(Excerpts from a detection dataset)
========
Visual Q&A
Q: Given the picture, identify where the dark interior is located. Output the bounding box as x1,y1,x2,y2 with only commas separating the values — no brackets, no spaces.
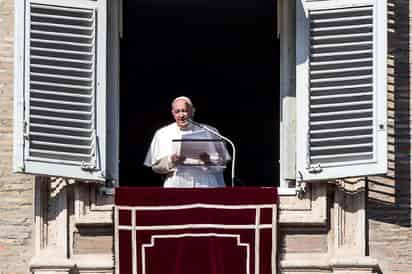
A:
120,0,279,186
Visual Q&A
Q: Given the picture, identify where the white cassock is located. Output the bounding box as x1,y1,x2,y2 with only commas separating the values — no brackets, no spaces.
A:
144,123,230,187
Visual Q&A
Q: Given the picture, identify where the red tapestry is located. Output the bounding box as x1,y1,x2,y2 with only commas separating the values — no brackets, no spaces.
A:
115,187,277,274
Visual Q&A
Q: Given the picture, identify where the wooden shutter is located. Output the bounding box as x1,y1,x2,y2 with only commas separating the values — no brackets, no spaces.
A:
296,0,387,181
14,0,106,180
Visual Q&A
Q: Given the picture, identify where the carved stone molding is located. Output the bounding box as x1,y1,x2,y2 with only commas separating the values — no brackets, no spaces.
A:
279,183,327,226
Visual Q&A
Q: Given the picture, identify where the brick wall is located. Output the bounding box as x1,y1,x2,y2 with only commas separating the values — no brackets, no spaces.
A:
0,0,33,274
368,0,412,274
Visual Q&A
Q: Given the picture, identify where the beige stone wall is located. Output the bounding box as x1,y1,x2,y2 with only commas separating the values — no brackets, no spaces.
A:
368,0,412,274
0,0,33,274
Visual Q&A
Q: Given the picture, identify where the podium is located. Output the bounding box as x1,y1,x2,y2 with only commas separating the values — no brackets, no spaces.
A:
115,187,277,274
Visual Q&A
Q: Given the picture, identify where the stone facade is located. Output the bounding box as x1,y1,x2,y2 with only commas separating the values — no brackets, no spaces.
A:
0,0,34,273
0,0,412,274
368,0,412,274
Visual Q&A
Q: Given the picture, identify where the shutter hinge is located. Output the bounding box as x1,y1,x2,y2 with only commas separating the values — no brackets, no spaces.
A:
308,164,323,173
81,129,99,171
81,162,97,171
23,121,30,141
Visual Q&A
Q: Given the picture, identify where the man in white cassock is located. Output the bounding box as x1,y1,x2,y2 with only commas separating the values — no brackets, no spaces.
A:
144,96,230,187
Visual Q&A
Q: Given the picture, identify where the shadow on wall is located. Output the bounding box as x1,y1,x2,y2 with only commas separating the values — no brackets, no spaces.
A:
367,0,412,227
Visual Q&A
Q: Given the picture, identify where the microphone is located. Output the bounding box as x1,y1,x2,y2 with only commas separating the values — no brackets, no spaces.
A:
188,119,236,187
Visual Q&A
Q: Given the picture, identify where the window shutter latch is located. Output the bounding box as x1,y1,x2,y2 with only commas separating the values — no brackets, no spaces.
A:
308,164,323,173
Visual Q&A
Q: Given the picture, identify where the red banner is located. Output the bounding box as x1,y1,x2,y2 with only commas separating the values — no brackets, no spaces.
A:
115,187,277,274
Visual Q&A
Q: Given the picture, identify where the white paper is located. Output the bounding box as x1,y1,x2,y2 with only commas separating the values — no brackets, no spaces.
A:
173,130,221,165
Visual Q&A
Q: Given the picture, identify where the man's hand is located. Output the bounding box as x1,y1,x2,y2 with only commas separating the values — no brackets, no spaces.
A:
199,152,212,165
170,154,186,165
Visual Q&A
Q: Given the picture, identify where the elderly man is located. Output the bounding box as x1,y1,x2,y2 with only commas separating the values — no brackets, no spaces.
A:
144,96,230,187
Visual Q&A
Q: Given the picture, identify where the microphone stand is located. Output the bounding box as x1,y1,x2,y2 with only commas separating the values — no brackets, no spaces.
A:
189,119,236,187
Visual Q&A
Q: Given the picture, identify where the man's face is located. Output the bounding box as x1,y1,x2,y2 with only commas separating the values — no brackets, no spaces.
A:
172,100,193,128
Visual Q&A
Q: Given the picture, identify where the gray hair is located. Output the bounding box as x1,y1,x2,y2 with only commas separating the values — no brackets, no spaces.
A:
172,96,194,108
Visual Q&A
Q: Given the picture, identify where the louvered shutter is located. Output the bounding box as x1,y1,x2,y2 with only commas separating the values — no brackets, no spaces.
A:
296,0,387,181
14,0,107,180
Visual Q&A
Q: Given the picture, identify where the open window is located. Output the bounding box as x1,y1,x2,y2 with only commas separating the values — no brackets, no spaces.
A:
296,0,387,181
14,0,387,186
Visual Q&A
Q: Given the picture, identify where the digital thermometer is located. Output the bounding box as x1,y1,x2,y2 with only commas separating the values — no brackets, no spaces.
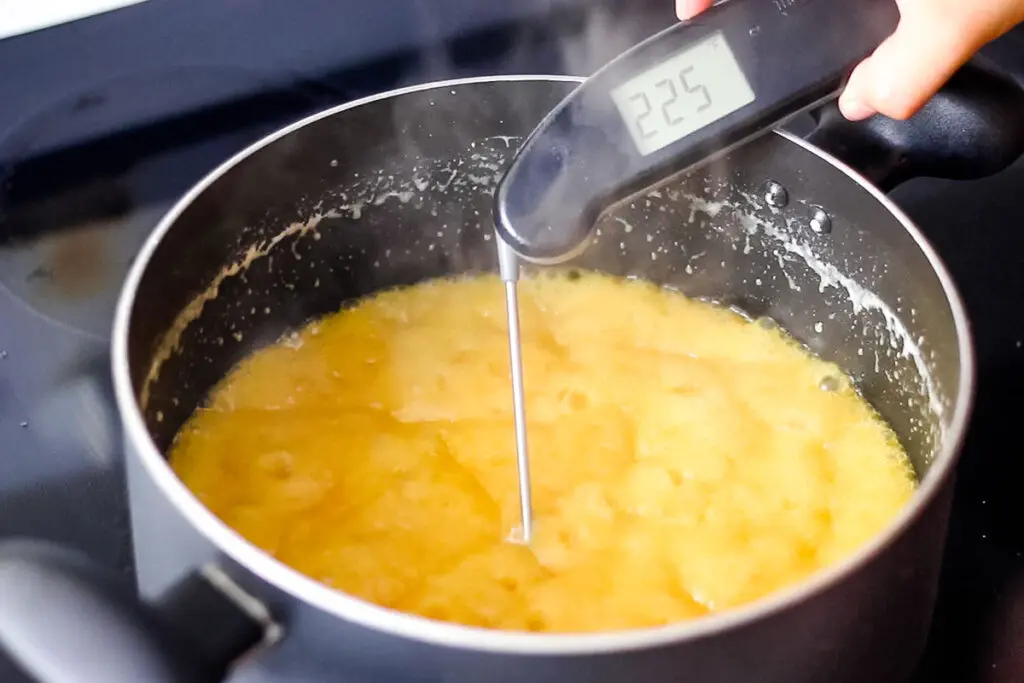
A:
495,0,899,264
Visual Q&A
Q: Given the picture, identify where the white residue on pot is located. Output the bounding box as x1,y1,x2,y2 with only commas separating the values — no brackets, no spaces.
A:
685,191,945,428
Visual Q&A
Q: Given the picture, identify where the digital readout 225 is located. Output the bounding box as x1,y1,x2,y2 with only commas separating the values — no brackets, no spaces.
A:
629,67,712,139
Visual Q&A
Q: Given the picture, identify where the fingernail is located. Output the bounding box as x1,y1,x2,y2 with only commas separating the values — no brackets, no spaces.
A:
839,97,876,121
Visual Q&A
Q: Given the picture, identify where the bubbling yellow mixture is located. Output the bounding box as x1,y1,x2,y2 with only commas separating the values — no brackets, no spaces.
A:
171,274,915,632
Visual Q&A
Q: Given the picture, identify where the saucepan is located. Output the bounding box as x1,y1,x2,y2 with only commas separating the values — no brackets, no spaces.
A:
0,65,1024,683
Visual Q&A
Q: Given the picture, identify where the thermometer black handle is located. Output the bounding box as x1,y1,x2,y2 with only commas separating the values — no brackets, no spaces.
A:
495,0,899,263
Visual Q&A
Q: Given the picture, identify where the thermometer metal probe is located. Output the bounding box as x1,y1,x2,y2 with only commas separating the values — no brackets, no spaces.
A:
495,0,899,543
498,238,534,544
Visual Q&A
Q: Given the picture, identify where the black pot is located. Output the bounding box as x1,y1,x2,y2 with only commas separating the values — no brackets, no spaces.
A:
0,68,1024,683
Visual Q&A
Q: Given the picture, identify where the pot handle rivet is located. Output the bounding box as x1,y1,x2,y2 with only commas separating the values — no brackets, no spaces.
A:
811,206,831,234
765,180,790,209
========
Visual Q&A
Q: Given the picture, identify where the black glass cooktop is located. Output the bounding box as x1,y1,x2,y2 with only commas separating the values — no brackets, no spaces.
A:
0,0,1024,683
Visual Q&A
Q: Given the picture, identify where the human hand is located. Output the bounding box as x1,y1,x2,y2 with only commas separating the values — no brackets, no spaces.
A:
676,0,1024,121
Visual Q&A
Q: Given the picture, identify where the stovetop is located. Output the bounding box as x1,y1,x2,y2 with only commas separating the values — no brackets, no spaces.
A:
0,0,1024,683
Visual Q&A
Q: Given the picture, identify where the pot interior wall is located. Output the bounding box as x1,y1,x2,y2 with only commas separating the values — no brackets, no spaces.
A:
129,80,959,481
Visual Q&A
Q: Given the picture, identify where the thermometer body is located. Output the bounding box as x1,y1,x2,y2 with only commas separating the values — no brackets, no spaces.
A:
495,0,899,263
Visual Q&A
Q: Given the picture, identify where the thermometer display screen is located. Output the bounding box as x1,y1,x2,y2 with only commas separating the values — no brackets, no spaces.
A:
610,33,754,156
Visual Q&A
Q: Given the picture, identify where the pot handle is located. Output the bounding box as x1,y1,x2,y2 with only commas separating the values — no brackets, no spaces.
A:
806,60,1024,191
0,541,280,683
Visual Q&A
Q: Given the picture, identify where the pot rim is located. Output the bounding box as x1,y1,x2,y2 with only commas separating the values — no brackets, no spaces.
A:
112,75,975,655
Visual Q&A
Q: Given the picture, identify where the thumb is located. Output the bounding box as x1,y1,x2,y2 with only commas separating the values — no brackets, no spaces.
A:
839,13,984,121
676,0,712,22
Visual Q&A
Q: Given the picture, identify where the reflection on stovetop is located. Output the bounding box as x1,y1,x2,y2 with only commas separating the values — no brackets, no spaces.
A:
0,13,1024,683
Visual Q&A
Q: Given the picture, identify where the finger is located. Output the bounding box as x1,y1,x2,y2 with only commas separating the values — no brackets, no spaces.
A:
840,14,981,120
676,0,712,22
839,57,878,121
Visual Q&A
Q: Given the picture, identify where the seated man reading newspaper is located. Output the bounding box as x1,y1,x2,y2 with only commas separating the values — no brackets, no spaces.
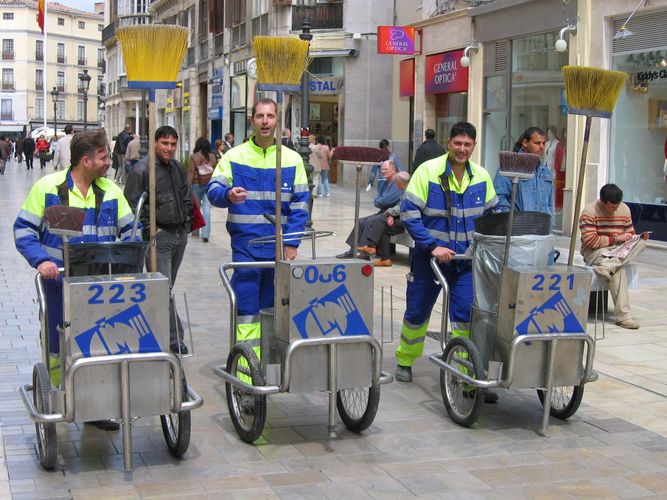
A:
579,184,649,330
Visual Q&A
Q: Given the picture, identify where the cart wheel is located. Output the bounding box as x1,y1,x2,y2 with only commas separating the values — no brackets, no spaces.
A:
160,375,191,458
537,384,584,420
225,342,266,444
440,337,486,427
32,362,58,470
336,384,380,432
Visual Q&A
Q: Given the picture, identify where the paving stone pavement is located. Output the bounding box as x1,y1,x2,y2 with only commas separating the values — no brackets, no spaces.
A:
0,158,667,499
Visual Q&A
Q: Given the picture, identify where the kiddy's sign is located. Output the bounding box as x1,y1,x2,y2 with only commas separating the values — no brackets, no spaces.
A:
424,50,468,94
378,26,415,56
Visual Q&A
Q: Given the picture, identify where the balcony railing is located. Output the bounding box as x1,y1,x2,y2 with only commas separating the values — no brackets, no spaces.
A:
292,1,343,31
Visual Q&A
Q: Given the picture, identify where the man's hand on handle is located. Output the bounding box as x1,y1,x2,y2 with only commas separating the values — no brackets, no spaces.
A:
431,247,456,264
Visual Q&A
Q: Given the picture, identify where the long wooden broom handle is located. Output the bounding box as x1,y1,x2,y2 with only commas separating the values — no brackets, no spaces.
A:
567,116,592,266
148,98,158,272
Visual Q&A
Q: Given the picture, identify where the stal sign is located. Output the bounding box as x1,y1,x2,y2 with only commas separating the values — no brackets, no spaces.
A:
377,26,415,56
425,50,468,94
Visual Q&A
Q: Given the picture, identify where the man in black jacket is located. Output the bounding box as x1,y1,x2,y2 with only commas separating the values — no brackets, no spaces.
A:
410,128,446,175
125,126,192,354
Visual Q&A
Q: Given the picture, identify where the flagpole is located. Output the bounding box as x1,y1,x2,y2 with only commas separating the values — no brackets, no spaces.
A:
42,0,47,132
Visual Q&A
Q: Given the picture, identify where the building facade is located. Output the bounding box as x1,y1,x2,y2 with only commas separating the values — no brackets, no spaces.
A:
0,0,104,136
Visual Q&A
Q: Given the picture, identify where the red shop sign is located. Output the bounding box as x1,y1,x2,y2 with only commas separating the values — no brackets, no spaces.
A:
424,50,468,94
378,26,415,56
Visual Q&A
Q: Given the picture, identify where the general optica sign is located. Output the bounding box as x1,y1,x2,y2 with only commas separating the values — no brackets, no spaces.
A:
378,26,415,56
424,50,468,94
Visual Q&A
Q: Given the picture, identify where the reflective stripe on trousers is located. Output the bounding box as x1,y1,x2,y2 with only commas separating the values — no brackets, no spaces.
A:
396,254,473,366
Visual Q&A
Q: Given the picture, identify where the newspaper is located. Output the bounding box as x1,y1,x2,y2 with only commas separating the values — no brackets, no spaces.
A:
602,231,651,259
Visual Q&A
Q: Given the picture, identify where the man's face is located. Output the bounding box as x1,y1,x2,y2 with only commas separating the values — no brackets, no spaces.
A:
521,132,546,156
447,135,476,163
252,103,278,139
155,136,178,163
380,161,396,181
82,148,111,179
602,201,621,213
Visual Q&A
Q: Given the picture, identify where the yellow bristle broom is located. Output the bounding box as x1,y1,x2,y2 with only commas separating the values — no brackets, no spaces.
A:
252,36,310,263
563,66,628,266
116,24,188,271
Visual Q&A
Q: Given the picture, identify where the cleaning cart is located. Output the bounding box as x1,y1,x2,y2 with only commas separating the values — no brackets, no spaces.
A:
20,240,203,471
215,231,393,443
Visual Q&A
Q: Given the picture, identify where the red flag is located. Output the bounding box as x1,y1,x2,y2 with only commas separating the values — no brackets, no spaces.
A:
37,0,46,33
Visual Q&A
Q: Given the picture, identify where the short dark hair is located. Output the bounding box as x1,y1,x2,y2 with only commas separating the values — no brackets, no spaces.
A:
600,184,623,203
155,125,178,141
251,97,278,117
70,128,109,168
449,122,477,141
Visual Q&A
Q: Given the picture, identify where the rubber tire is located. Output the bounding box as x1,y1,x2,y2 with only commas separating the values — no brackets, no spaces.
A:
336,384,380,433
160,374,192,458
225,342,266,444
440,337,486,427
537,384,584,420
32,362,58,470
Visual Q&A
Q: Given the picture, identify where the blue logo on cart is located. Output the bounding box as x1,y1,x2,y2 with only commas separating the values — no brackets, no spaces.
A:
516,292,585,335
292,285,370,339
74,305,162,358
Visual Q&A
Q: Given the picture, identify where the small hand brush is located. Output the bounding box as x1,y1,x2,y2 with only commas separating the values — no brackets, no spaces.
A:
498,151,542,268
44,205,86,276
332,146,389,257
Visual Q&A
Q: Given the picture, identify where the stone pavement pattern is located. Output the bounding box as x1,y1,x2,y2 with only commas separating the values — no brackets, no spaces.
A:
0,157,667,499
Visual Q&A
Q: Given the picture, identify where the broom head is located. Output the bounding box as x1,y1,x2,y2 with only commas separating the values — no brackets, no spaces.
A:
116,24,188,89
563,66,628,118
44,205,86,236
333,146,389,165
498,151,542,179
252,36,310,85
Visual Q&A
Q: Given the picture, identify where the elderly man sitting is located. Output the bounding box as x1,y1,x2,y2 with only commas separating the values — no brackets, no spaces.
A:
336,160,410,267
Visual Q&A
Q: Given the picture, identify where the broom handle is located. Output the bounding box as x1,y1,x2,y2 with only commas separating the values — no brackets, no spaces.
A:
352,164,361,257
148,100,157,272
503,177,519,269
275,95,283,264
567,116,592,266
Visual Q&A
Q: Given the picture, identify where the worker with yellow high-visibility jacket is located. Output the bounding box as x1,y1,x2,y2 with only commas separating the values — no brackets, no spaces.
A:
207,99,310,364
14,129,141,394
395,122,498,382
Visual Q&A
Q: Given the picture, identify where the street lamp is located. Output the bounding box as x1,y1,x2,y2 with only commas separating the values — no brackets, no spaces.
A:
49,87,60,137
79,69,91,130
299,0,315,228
========
- _What is expected_: Return every line of the entries above that contains the string "cart", copying each line unchanged.

- _Answer in full_:
Q: Given the picture, identify where the cart wheel is located. Output the bounding box as x1,y1,x2,y2 with only commas separating the values — no brackets, no spaces.
Q: Given the picture, identify where the cleaning cart is located. Output the bounding box as x1,y1,x2,y2 with only commas separating the values — no brackets, no spaces.
Q: Given the picture, identify where the blue logo on cart is located. Output the bounding box as x1,y1,x2,y2 with only commas separating the values — no brackets, no spaces.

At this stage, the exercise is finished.